A BREAST cancer service might have to withdraw its mobile screening programme from a Suffolk town if it cannot find a new home, it has emerged.

Danielle Nuttall

A BREAST cancer service might have to withdraw its mobile screening programme from a Suffolk town if it cannot find a new home, it has emerged.

The East Suffolk Breast Screening Service's mobile screening van provides mammograms to detect early stage cancer to 500 women annually in Framlingham.

The van parks in the town for four weeks a year in the car park of Framlingham Castle, however English Heritage now needs the space for visitor parking.

The van now needs to find a new hard-standing site with electricity and water supplies nearby and access to toilet facilities for staff.

Judith Berrill, programme manager for the East Suffolk Breast Screening Service and a superintendent radiographer at Ipswich Hospital, said: “We're endeavouring to find an alternative site in Framlingham but if we're unable to do so the women of Framlingham, after almost 20 years of having this vital service in their town, will have to travel to Woodbridge or Leiston.

“This will be a huge shame and we really hope there's a small business or some other organisation which can step forward and help the women of its town.”

The mobile van is part of the national NHS Breast Screening Programme, which invites all women aged between 50 and 70 for screening every three years.

It travels and serves women all over east Suffolk.

Another van is permanently situated at St Clements Hospital in Ipswich.

One in nine women will develop breast cancer and mammograms can show cancers at an early stage when they are too small for patients or doctors to see or feel.

──────

From the article about the Framlingham breast screening van, list everything the new site for the van must have.

### Information provided
──────

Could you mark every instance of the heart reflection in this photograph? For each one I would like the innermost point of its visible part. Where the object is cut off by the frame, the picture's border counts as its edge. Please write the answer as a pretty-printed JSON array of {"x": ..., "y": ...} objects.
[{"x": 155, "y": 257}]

──────

### Your solution
- Hard standing
- An electricity supply nearby
- A water supply nearby
- Access to toilet facilities for staff